◆ **What you should do**
Count the lines below with the string "front" in them. Only the number should be given.
--- START ---
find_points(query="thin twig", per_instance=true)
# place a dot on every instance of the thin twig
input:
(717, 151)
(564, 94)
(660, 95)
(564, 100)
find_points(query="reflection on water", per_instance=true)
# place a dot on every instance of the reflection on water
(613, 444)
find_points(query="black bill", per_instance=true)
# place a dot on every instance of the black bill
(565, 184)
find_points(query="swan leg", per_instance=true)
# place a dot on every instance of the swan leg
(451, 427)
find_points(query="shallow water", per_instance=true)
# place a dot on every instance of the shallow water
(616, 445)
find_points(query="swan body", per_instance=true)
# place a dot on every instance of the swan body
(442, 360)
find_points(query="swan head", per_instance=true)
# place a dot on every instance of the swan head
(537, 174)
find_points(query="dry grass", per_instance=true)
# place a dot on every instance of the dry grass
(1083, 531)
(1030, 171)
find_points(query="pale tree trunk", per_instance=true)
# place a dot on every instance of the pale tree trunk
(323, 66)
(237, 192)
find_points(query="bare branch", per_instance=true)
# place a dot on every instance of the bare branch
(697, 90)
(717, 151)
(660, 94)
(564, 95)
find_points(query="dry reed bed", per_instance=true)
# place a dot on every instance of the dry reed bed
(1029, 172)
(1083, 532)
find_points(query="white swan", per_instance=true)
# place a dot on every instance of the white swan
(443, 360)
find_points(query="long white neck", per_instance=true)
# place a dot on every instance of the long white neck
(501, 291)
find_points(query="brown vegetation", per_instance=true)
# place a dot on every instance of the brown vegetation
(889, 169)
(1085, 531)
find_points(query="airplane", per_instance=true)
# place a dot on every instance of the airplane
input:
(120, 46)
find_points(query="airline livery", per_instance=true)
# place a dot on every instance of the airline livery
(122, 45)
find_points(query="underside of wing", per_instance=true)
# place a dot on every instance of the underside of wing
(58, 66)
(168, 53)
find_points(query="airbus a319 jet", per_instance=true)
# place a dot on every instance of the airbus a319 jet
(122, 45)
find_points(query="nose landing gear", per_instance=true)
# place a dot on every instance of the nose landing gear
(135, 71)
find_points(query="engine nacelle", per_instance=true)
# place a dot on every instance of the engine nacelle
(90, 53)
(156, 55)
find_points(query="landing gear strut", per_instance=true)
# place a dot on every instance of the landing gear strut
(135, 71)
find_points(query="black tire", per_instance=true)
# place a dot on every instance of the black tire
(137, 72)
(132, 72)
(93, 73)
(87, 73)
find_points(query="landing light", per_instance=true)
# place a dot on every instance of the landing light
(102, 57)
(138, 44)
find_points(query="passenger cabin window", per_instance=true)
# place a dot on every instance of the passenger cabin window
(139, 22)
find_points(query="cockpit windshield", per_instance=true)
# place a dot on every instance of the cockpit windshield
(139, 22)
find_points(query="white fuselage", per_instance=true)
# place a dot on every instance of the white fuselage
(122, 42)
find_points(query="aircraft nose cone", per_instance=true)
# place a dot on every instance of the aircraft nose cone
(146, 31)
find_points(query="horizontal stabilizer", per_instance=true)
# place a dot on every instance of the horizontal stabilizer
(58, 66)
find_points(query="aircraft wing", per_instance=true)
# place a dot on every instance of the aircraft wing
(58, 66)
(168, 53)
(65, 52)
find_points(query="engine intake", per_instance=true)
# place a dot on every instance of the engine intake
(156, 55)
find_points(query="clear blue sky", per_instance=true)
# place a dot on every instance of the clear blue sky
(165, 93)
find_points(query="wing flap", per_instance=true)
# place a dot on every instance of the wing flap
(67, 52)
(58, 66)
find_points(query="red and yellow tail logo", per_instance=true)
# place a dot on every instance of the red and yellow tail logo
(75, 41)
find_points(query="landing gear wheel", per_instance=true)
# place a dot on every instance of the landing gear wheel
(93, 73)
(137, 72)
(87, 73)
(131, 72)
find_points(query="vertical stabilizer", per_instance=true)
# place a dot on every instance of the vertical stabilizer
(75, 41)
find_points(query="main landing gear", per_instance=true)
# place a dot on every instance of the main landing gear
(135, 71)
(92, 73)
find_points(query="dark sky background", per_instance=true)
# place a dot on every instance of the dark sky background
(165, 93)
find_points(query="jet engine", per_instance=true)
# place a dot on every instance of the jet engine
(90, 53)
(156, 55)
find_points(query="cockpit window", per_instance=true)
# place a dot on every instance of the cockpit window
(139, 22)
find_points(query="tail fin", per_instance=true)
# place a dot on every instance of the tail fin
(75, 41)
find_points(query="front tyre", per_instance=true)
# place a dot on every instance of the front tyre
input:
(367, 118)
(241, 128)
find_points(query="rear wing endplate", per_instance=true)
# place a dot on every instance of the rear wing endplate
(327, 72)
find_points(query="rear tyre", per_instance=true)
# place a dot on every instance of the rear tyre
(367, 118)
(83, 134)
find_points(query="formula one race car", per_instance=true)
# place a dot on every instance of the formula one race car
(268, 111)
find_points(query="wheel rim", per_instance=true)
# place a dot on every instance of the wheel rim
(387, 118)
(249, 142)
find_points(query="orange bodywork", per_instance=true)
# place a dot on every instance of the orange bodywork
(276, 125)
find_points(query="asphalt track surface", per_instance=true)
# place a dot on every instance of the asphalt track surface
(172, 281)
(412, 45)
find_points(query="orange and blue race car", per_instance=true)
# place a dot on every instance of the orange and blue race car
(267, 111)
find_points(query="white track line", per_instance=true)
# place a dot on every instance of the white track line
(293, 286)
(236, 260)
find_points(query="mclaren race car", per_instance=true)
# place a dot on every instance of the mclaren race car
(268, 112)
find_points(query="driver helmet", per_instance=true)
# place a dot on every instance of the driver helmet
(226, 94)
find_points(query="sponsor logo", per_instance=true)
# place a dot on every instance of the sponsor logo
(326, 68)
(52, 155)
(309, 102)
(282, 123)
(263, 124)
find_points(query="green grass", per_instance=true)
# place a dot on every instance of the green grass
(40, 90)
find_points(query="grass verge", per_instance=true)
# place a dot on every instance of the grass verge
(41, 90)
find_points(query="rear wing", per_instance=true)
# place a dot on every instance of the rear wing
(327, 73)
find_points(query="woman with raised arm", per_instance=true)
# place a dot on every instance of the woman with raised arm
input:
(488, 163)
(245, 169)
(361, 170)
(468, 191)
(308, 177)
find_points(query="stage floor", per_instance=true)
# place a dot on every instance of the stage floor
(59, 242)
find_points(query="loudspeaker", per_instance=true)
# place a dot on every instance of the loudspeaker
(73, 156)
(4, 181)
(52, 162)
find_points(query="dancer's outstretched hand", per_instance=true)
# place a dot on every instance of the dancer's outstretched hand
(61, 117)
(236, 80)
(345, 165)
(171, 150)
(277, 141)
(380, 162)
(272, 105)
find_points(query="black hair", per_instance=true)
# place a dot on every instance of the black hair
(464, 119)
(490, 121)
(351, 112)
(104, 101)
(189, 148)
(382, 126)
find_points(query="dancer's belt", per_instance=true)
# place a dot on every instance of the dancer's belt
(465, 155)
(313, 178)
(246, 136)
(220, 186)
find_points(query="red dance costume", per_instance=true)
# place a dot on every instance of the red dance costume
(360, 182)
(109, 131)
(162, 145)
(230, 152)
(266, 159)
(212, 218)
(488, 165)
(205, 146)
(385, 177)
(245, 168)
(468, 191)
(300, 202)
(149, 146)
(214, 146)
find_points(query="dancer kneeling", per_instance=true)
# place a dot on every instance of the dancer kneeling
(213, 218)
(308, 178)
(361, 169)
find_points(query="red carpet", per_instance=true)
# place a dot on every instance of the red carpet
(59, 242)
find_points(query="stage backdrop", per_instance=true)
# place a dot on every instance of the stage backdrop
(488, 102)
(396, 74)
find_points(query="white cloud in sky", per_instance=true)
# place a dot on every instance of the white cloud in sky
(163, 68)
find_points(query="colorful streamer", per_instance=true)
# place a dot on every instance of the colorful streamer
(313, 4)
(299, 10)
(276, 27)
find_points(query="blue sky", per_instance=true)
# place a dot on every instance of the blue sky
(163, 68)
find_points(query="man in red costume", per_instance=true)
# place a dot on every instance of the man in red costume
--- END ---
◆ **Result below**
2